** BEGIN **

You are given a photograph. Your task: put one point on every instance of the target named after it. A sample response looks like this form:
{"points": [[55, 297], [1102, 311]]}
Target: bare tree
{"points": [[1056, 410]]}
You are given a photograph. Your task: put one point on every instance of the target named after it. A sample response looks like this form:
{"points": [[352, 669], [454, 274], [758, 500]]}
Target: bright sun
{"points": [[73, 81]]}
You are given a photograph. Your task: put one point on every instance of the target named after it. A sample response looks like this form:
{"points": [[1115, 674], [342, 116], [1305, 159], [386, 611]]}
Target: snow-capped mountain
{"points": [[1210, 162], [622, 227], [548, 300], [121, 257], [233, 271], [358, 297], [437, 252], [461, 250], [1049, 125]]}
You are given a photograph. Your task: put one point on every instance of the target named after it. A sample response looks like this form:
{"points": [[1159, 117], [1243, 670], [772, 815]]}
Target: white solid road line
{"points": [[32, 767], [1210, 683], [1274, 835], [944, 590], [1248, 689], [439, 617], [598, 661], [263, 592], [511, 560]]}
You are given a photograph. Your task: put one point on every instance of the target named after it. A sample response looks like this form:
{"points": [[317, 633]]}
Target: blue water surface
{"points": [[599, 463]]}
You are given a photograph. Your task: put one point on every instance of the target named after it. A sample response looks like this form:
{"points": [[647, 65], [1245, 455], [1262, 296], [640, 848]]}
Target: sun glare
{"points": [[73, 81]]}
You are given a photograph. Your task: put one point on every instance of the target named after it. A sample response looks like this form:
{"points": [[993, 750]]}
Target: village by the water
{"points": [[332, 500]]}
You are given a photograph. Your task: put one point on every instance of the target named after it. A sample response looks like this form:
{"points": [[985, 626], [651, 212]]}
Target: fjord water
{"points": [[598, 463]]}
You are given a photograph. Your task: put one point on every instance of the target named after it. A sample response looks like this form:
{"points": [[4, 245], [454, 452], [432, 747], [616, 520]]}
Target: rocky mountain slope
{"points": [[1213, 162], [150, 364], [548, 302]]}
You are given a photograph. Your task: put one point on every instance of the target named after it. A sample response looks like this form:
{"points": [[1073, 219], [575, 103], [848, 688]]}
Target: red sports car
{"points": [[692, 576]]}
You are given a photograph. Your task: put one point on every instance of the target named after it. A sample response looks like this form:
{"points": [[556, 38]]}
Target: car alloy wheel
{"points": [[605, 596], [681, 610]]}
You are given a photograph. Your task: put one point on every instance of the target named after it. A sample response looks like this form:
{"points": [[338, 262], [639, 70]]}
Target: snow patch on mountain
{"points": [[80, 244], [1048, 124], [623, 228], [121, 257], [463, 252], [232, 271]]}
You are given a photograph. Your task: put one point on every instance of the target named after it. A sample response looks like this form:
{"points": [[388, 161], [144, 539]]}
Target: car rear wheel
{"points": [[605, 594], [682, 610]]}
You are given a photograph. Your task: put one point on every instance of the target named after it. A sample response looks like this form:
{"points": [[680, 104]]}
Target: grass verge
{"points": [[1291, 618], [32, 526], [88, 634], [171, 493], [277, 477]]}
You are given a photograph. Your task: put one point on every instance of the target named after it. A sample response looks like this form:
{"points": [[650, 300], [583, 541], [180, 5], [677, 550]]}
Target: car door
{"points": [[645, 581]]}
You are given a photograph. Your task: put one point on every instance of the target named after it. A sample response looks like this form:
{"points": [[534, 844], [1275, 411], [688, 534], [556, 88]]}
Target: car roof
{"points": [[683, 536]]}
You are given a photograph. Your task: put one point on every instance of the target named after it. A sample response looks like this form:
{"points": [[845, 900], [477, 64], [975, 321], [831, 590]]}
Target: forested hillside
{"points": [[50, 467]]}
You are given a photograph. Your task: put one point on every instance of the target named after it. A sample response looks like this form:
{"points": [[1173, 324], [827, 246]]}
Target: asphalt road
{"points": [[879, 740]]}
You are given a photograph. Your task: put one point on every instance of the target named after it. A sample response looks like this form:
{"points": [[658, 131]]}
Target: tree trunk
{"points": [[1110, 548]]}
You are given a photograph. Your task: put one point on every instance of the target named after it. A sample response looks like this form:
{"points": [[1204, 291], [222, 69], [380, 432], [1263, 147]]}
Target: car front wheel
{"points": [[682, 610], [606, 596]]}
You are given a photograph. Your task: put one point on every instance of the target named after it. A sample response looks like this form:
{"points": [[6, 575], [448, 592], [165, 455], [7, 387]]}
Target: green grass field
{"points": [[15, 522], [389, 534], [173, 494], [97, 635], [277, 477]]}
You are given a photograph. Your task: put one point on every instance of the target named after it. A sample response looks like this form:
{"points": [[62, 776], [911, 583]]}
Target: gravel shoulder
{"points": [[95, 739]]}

** END **

GIVEN INSTRUCTION >> Make an exact copy of every entry.

RESULT OF THE TASK >>
You are given a photograph. Your task: put one point on every instance of the target named after it. A sample response looks like this form:
{"points": [[55, 297], [1102, 311]]}
Target: bare tree
{"points": [[1056, 410]]}
You are given a photograph. Your task: put one point on every instance of the target named after it. A sample response looks like this form:
{"points": [[352, 669], [454, 274], [758, 500]]}
Target: bright sun
{"points": [[73, 81]]}
You are given a photograph. Your task: put one point on every instance of the target named after it. A sample response looks like this form:
{"points": [[1115, 674], [342, 116], [1305, 159], [386, 611]]}
Target: snow-capped mountain
{"points": [[1210, 162], [622, 227], [548, 300], [121, 257], [233, 271], [358, 297], [437, 252], [461, 250], [1049, 125]]}
You are given a photograph. Your task: put one point on every instance of the target named after it. A sample response looks like this form:
{"points": [[1159, 117], [1243, 670], [772, 815]]}
Target: white solid road line
{"points": [[32, 767], [1210, 683], [1274, 835], [944, 590], [1248, 689], [439, 617], [598, 661], [263, 592], [511, 560]]}
You are given a photograph. Your task: put one point on every instance of the target named after it. A sample response looks like this form:
{"points": [[317, 633]]}
Target: blue water surface
{"points": [[599, 463]]}
You are given a photograph. Your task: put one point on every instance of the target named after it. A sample response looks like this form:
{"points": [[647, 65], [1245, 455], [1262, 296], [640, 848]]}
Target: sun glare
{"points": [[73, 81]]}
You are given a photograph. Your task: put one point on every instance of the target named after it. A sample response looks like this form:
{"points": [[993, 750]]}
Target: village by the water
{"points": [[332, 500]]}
You are given a photograph. Your task: put one point on every instance of the target named after it. A sample response looks like this form:
{"points": [[985, 626], [651, 212]]}
Target: fjord water
{"points": [[598, 463]]}
You are given a photograph. Your task: put one point on every instance of the target named after it. A sample response looks like this form:
{"points": [[4, 245], [454, 452], [432, 747], [616, 520]]}
Target: rocky mountain slope
{"points": [[1213, 162], [150, 364], [548, 302]]}
You are given a photograph. Your task: put one point on every instance of the target named after it. A sample response looks like this form:
{"points": [[1073, 219], [575, 103], [848, 688]]}
Target: red sports car
{"points": [[692, 576]]}
You are given a photograph. Your task: put one point on every instance of the target named after it. A sample response looks like this form:
{"points": [[556, 38]]}
Target: car alloy wheel
{"points": [[605, 596], [681, 610]]}
You are given a photograph. Your task: put one point on every instance of the target named after it. A sample response looks like this form:
{"points": [[338, 262], [639, 70]]}
Target: snow patch on mountain
{"points": [[80, 244], [1048, 124], [623, 228], [121, 257], [463, 252], [232, 271]]}
You are given a photograph. Your task: put one point on every instance of the target named after it. A sample response looks like this form:
{"points": [[388, 161], [144, 539]]}
Target: car rear wheel
{"points": [[605, 594], [682, 610]]}
You are given a photograph. Your task: put one point on every instance of the target named after it. A sample response looks like this form:
{"points": [[680, 104]]}
Target: grass verge
{"points": [[1291, 618], [32, 526], [88, 634], [171, 493], [277, 477]]}
You are given a photograph. Your task: put one point on every instance of the target named after it. A sample response looks like this form:
{"points": [[650, 300], [583, 541], [180, 5], [677, 550]]}
Target: car door
{"points": [[645, 581]]}
You are given a photograph. Your task: put one point on every instance of the target named after it. A sample response looks like this form:
{"points": [[534, 844], [1275, 411], [688, 534], [556, 88]]}
Target: car roof
{"points": [[683, 536]]}
You are given a photograph. Your task: put one point on every instance of the target named after it. A sample response looks like this form:
{"points": [[845, 900], [477, 64], [975, 321], [831, 590]]}
Target: forested hillside
{"points": [[50, 467]]}
You are given a photograph. Your task: put one point on every instance of the target named after it. A sample response looks like this form:
{"points": [[1173, 324], [827, 246]]}
Target: asphalt road
{"points": [[879, 740]]}
You are given a photograph. Your task: put one point on every instance of the target named after it. A sample response looks like this form:
{"points": [[658, 131]]}
Target: tree trunk
{"points": [[1110, 548]]}
You are given a photograph. Your task: put one point on every instance of the target named after it. A sample response looks like this form:
{"points": [[1204, 291], [222, 69], [380, 432], [1263, 147]]}
Target: car front wheel
{"points": [[682, 610], [606, 596]]}
You are given a photograph. Your task: put one point on every instance of the target named after it. A sample response looks like this form:
{"points": [[6, 575], [448, 592], [165, 455], [7, 387]]}
Target: green grass field
{"points": [[15, 522], [389, 534], [173, 494], [97, 635], [277, 477]]}
You are given a photograph. Your task: put one point on every instance of the target named after it. A sample response looks like this form:
{"points": [[62, 776], [911, 583]]}
Target: gravel shoulder
{"points": [[95, 739]]}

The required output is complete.